WORK TO BE COMPLETED: Scale the stretch from the line containing "point_to(query) locates a point on each instance of the gap" through the end of the items, both ends included. Write out every line again, including the point_to lines, with each answer coordinate multiplied by 2.5 and rounded to a whole number (halves round up), and leave the pictures out.

THE RECORDS:

--------------------------------------------------

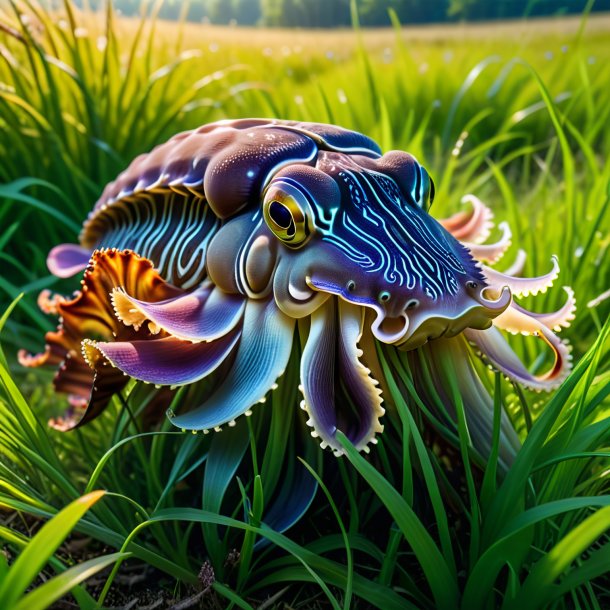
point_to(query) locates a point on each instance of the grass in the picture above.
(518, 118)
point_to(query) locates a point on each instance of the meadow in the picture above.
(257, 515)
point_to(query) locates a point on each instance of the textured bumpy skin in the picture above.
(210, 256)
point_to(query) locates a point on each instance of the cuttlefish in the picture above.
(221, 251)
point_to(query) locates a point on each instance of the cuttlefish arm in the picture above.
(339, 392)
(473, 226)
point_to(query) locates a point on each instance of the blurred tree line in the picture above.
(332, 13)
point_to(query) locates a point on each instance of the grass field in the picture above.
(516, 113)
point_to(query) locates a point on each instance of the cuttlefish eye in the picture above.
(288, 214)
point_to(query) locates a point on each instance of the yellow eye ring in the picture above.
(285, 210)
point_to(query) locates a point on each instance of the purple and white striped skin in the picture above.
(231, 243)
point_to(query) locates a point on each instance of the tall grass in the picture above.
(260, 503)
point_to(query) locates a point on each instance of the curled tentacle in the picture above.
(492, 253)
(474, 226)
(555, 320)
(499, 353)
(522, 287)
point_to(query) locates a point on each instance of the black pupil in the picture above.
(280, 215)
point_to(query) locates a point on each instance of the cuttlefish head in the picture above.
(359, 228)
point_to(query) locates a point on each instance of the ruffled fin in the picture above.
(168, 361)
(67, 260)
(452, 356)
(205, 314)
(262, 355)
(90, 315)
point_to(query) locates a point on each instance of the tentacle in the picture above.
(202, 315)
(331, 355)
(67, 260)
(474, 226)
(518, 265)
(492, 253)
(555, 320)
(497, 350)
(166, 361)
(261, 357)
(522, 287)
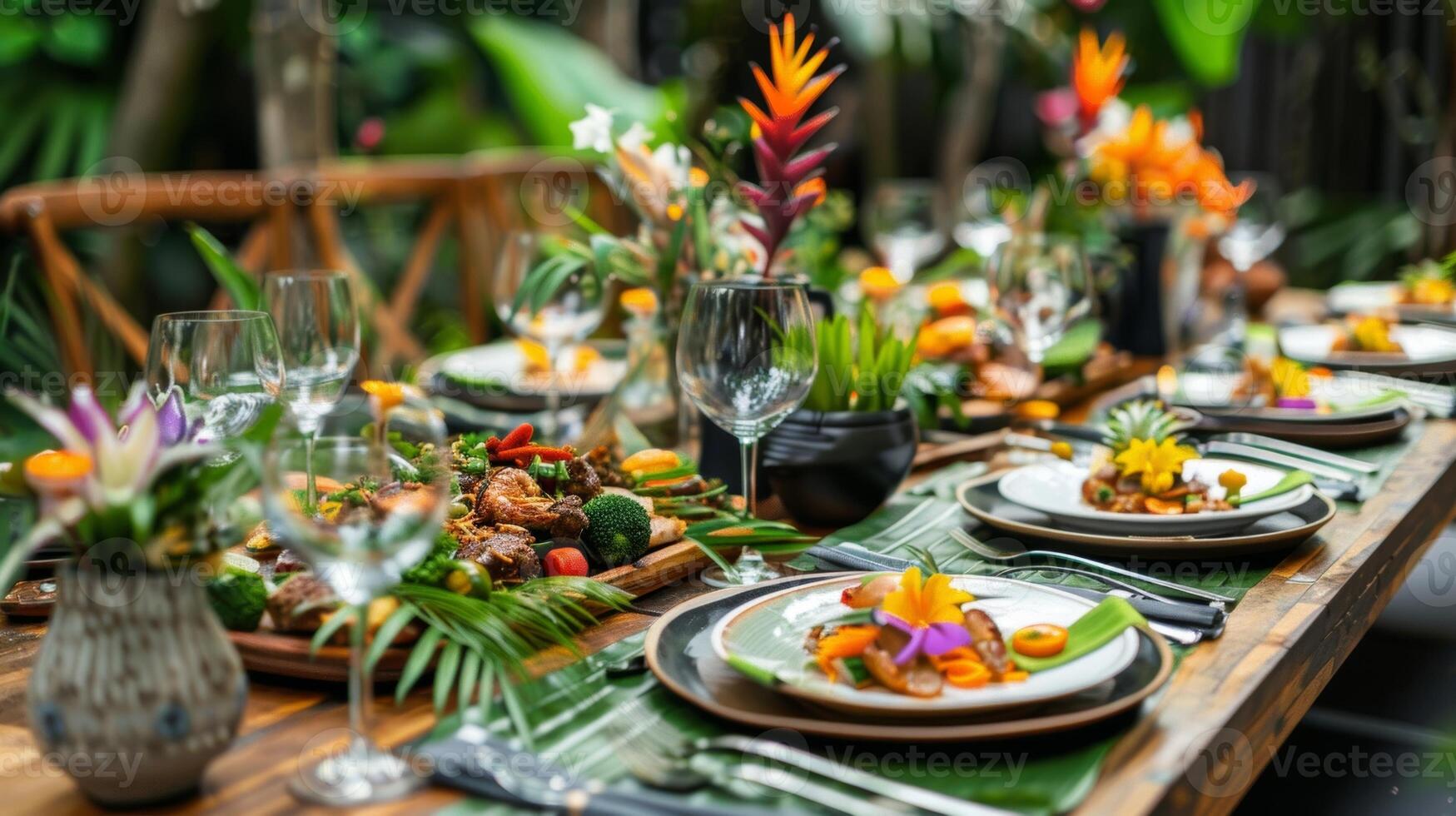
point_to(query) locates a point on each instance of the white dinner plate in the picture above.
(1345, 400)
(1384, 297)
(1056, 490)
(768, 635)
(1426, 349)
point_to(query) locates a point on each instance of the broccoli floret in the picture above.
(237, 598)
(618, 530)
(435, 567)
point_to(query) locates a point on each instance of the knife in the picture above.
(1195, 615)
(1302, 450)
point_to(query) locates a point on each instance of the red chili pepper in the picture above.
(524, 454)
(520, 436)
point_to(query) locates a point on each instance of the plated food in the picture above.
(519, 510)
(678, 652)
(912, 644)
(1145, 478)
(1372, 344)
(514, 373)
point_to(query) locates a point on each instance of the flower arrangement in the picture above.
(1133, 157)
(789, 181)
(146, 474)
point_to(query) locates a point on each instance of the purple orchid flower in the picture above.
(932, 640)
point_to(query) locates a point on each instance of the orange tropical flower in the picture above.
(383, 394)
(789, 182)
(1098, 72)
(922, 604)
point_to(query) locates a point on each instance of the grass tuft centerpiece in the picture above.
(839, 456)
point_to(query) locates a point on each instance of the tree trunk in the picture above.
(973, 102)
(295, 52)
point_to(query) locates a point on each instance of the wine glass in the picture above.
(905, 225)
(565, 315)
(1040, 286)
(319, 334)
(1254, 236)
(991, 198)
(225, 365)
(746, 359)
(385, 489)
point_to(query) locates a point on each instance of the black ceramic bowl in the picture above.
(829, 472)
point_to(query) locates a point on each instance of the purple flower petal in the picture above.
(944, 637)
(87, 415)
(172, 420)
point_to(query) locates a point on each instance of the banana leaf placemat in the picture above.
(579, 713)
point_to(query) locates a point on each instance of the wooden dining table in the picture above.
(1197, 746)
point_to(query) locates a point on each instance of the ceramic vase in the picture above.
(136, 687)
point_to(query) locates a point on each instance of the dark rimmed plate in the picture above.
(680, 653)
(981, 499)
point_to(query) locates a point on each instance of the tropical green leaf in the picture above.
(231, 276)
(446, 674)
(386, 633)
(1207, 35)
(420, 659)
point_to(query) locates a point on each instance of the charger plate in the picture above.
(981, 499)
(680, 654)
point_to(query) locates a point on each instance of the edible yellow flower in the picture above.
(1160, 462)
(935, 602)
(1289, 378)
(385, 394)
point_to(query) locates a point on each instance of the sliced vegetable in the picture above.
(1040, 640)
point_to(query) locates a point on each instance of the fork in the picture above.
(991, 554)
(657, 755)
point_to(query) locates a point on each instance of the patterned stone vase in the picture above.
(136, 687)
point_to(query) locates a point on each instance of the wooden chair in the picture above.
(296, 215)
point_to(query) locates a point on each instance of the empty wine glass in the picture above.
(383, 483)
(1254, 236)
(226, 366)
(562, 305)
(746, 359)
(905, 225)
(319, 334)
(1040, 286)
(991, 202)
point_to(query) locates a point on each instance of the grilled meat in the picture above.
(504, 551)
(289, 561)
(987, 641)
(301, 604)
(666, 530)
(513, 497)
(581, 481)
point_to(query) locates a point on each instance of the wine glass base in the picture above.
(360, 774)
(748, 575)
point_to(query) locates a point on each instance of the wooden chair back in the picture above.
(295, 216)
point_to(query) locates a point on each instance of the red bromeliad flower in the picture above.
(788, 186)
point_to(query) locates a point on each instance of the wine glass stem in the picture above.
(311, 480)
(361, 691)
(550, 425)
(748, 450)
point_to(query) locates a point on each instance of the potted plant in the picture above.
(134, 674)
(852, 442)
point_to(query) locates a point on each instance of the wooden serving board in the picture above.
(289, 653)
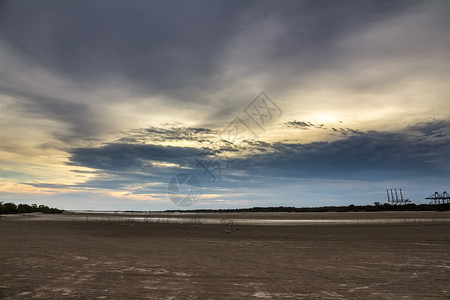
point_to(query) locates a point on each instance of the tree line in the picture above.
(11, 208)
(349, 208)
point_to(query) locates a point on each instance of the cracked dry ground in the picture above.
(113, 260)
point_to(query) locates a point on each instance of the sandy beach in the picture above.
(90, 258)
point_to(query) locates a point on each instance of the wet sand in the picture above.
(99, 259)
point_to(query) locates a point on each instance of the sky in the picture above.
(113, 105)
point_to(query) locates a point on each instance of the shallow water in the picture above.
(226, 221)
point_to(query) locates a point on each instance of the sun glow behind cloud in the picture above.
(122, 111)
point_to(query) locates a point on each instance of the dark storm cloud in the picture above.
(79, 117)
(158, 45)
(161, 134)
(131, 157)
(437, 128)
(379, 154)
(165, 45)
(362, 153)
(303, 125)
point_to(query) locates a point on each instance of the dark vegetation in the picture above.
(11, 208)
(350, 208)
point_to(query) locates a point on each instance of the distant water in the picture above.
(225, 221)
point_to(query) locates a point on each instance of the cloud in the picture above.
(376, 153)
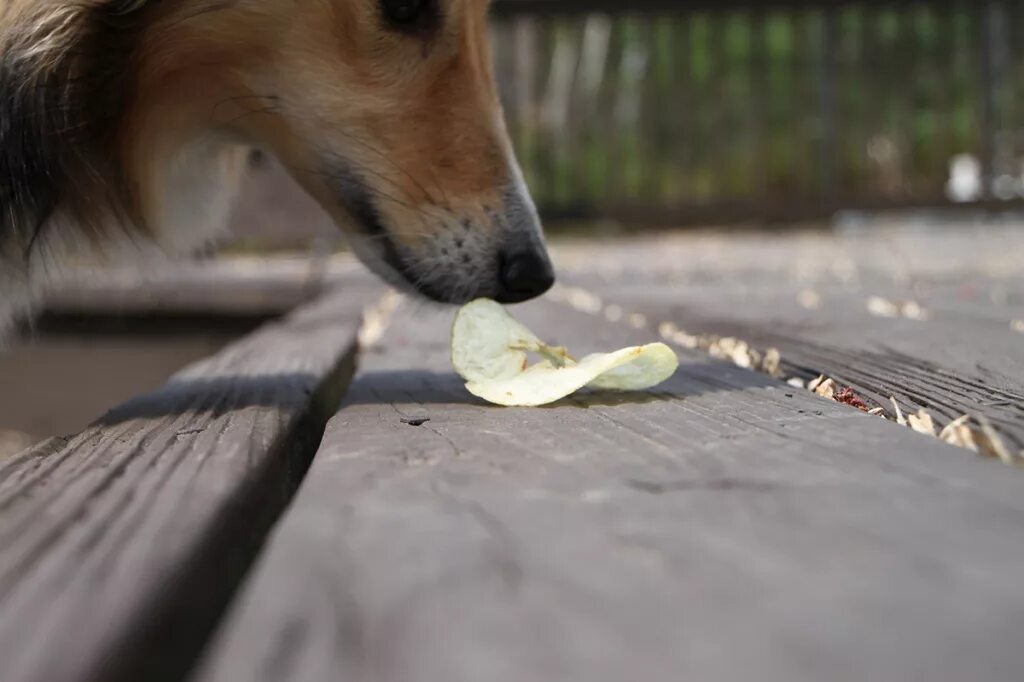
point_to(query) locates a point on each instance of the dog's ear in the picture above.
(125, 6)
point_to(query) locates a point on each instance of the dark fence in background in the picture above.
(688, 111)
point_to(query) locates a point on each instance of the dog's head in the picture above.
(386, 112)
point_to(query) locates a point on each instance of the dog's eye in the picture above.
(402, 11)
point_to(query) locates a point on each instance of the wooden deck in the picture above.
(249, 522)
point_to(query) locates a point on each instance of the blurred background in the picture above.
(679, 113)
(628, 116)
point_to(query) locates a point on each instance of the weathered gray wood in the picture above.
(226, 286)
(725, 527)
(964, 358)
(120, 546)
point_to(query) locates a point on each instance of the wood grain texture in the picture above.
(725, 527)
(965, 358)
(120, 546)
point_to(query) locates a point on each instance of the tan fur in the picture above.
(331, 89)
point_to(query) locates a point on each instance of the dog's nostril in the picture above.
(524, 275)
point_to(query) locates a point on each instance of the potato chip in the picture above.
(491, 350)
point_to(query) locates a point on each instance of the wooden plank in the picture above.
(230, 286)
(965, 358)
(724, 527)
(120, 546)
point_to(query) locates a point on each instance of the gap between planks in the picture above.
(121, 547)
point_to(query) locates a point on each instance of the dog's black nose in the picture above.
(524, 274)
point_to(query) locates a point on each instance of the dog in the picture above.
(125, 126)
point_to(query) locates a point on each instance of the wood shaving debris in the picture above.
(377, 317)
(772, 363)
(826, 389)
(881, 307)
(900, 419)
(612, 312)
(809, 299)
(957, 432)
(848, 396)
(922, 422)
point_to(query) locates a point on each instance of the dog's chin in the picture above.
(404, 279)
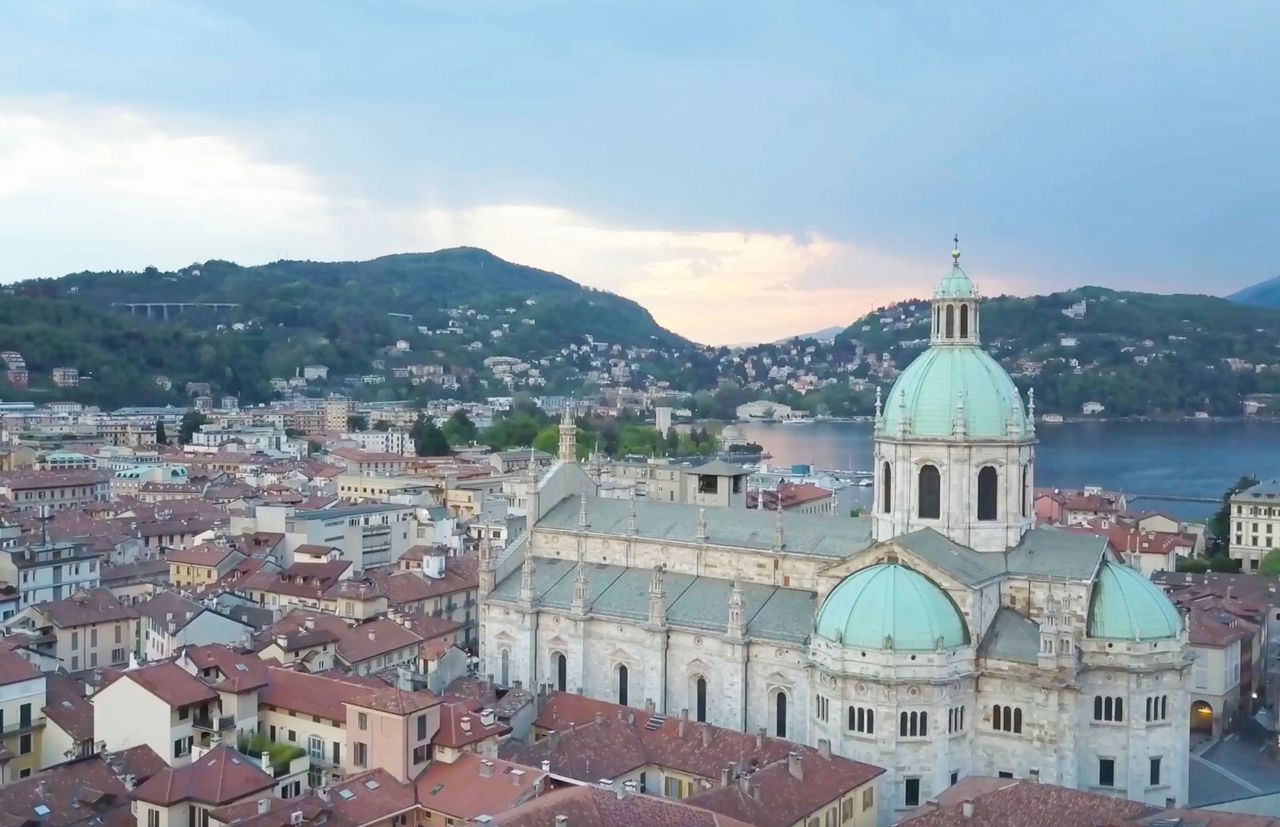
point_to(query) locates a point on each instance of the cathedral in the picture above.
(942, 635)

--------------------------------------------------

TASK OUTPUT:
point_to(query) locates a point on each instance of the gap between planks in the picture above.
(303, 1368)
point_to(query) locates a point on each instance of the dog's black nose in the picture above.
(1310, 685)
point_to(query) locates a point on each instance of the dog in the picture above.
(313, 315)
point_to(query) locates a point on each instance of the wood shaving debris in the picture above.
(943, 793)
(1930, 908)
(2065, 973)
(2203, 768)
(2250, 1048)
(1530, 780)
(2023, 748)
(2393, 1080)
(2120, 990)
(2305, 1055)
point_to(query) locates a point on each instance of the dog's chin in the picture above.
(1010, 698)
point_to(query) locates a point on each instance of the cathedral in the picture above.
(2355, 1588)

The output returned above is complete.